━━ GIVEN INFORMATION ━━

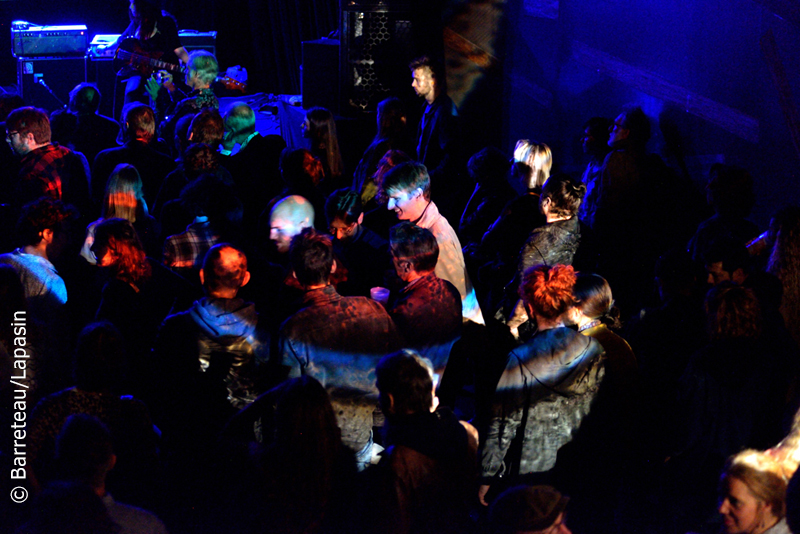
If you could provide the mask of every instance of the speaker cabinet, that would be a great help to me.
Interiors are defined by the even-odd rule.
[[[323,107],[339,113],[339,41],[303,41],[301,89],[303,107]]]
[[[85,57],[21,57],[17,60],[20,96],[28,106],[61,109],[69,103],[69,92],[86,81],[87,63]]]

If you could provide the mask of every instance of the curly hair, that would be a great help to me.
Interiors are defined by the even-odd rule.
[[[59,231],[61,224],[73,215],[74,212],[60,200],[42,197],[22,207],[17,234],[24,245],[38,245],[44,230]]]
[[[33,140],[43,145],[50,142],[50,117],[39,108],[15,109],[6,118],[6,131],[17,131],[22,136],[31,133]]]
[[[542,187],[550,178],[553,152],[544,143],[520,139],[514,147],[514,161],[522,164],[516,166],[520,174],[527,173],[528,189]]]
[[[292,239],[289,248],[289,265],[297,281],[304,286],[324,284],[333,268],[331,238],[305,228]]]
[[[183,167],[192,179],[213,173],[219,168],[219,153],[205,143],[192,143],[183,153]]]
[[[755,293],[733,282],[721,282],[708,292],[706,320],[711,339],[761,335],[761,307]]]
[[[133,225],[125,219],[106,219],[95,227],[94,250],[108,248],[111,274],[117,280],[139,286],[150,278],[152,268]],[[100,258],[98,258],[98,261]]]
[[[194,116],[189,126],[192,143],[205,143],[216,149],[225,136],[225,122],[216,109],[204,109]]]
[[[322,162],[305,148],[284,148],[281,152],[281,177],[290,190],[316,187],[325,178]]]
[[[556,319],[575,305],[572,296],[575,281],[575,269],[571,265],[536,265],[522,275],[519,296],[536,315]]]
[[[411,161],[411,156],[402,150],[387,150],[386,154],[384,154],[378,162],[378,166],[375,168],[375,174],[372,175],[372,181],[375,182],[375,187],[378,188],[376,197],[380,204],[386,204],[386,192],[383,190],[383,177],[386,176],[387,172],[407,161]]]

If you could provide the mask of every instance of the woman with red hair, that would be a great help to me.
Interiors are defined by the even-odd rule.
[[[520,297],[538,331],[512,350],[497,384],[481,450],[482,504],[494,477],[503,484],[548,483],[558,450],[589,413],[604,374],[603,347],[567,328],[575,271],[545,265],[525,271]],[[521,433],[521,452],[509,447]],[[515,457],[516,456],[516,457]]]
[[[195,292],[185,279],[148,258],[142,242],[125,219],[106,219],[95,227],[92,252],[97,266],[107,269],[96,320],[114,324],[130,347],[134,379],[145,379],[146,357],[161,322],[170,313],[185,310]],[[152,371],[152,370],[151,370]]]

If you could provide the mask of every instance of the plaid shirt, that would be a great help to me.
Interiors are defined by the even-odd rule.
[[[164,265],[172,269],[200,268],[208,249],[219,241],[219,235],[208,222],[192,223],[182,234],[167,238],[164,243]]]
[[[68,148],[56,143],[41,146],[25,154],[20,167],[17,199],[23,204],[49,196],[81,205],[88,198],[83,163]]]

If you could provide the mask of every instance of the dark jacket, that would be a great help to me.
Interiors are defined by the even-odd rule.
[[[103,201],[108,178],[114,167],[120,163],[133,165],[139,171],[148,206],[155,203],[164,178],[175,169],[175,162],[171,157],[156,151],[144,141],[134,139],[121,147],[103,150],[97,154],[92,165],[92,199],[95,204],[100,205]]]
[[[392,319],[379,303],[342,297],[333,286],[307,291],[305,307],[281,326],[280,350],[290,376],[311,375],[325,387],[375,391],[375,365],[399,348]]]
[[[581,242],[578,217],[556,221],[536,228],[522,247],[517,274],[521,277],[535,265],[572,265]]]
[[[453,344],[461,337],[461,295],[434,273],[418,278],[400,290],[389,315],[405,340],[433,363],[436,372],[447,365]]]
[[[569,328],[537,333],[508,355],[481,452],[481,474],[525,475],[555,466],[589,414],[605,374],[603,347]],[[521,427],[521,428],[520,428]],[[522,433],[519,459],[507,458]]]
[[[384,441],[387,450],[373,473],[370,527],[382,533],[469,532],[476,451],[453,412],[390,417]]]
[[[255,400],[255,366],[266,361],[267,344],[257,332],[258,314],[242,299],[205,297],[170,315],[156,344],[158,359],[176,379],[202,382],[203,389],[236,409]]]

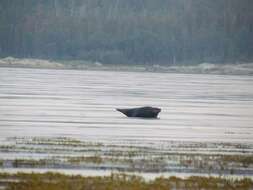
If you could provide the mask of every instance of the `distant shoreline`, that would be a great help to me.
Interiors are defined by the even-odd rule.
[[[0,59],[0,68],[34,68],[34,69],[67,69],[96,71],[132,71],[182,74],[218,74],[218,75],[253,75],[253,63],[214,64],[201,63],[192,65],[112,65],[85,60],[52,61],[32,58],[6,57]]]

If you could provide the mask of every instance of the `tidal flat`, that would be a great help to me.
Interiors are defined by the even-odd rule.
[[[139,174],[253,175],[253,146],[239,143],[165,141],[90,142],[58,137],[12,137],[0,146],[7,169],[107,170]],[[23,170],[23,171],[24,171]]]

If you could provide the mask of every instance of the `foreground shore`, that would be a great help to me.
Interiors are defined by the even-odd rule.
[[[224,179],[220,177],[189,177],[186,179],[170,177],[145,181],[134,175],[111,174],[105,177],[68,176],[59,173],[0,173],[0,189],[7,190],[78,190],[78,189],[212,189],[248,190],[253,188],[251,179]]]
[[[253,174],[252,144],[162,141],[140,145],[139,141],[94,142],[60,137],[13,137],[2,143],[0,172],[8,173],[73,170],[77,174],[100,172],[103,176],[104,171],[113,171],[155,177],[168,177],[170,173],[180,177]]]

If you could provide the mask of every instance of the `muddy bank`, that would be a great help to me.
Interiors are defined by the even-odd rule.
[[[3,174],[0,173],[0,188],[8,190],[76,190],[76,189],[217,189],[217,190],[248,190],[253,188],[251,179],[224,179],[217,177],[189,177],[189,178],[156,178],[145,181],[143,178],[126,175],[111,174],[105,177],[66,176],[57,173],[45,174]]]

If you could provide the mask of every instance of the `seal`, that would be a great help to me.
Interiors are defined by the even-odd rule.
[[[116,109],[117,111],[125,114],[127,117],[141,117],[141,118],[157,118],[157,115],[161,112],[160,108],[154,107],[140,107],[131,109]]]

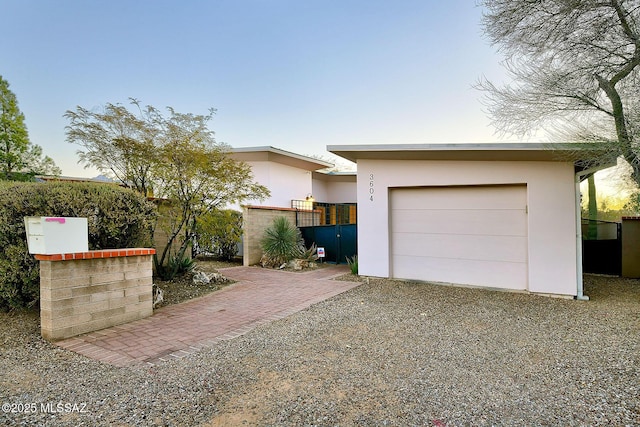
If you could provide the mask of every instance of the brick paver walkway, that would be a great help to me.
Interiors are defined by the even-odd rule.
[[[331,280],[346,266],[294,273],[260,267],[220,269],[236,283],[158,309],[153,316],[58,341],[60,347],[116,366],[181,358],[235,338],[358,286]]]

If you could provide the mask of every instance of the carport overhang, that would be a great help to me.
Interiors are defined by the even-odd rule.
[[[539,161],[572,163],[575,173],[576,283],[583,293],[580,182],[598,170],[615,166],[618,150],[606,143],[463,143],[329,145],[327,151],[358,163],[367,160]]]

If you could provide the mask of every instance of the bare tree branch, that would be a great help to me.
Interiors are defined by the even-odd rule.
[[[584,136],[576,124],[604,118],[640,185],[640,0],[485,0],[482,6],[485,33],[505,54],[513,81],[477,84],[496,128]]]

━━━

- [AIM OF THE EXERCISE] Lines in the listing above that contain the word "hair" must be copied; leave out the rest.

- [SOLVED PROBLEM]
If you could provide the mask of every instance of the curly hair, that would be a great help to me.
If you could provide the mask of every instance of the woman with red hair, that would be a great help to me.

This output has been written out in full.